Elementos guardados de una colección
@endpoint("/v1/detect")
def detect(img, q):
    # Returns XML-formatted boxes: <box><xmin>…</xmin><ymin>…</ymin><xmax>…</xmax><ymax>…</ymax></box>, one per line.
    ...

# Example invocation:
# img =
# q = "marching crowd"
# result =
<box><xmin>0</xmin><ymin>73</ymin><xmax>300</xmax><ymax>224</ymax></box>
==
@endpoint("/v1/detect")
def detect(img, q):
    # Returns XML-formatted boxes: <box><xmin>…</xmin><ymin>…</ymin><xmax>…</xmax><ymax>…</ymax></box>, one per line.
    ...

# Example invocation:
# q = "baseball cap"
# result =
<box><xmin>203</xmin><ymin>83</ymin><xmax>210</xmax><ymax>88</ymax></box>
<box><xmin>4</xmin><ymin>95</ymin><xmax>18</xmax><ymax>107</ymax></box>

Consigna
Filtra los datos anteriores y copia cada línea que contenga la cadena "xmax".

Resultado del ejercicio
    # Returns XML-formatted boxes: <box><xmin>…</xmin><ymin>…</ymin><xmax>…</xmax><ymax>…</ymax></box>, one per line.
<box><xmin>0</xmin><ymin>73</ymin><xmax>300</xmax><ymax>224</ymax></box>
    # Returns XML-formatted boxes: <box><xmin>…</xmin><ymin>…</ymin><xmax>…</xmax><ymax>…</ymax></box>, one per line.
<box><xmin>203</xmin><ymin>83</ymin><xmax>210</xmax><ymax>88</ymax></box>
<box><xmin>4</xmin><ymin>95</ymin><xmax>18</xmax><ymax>107</ymax></box>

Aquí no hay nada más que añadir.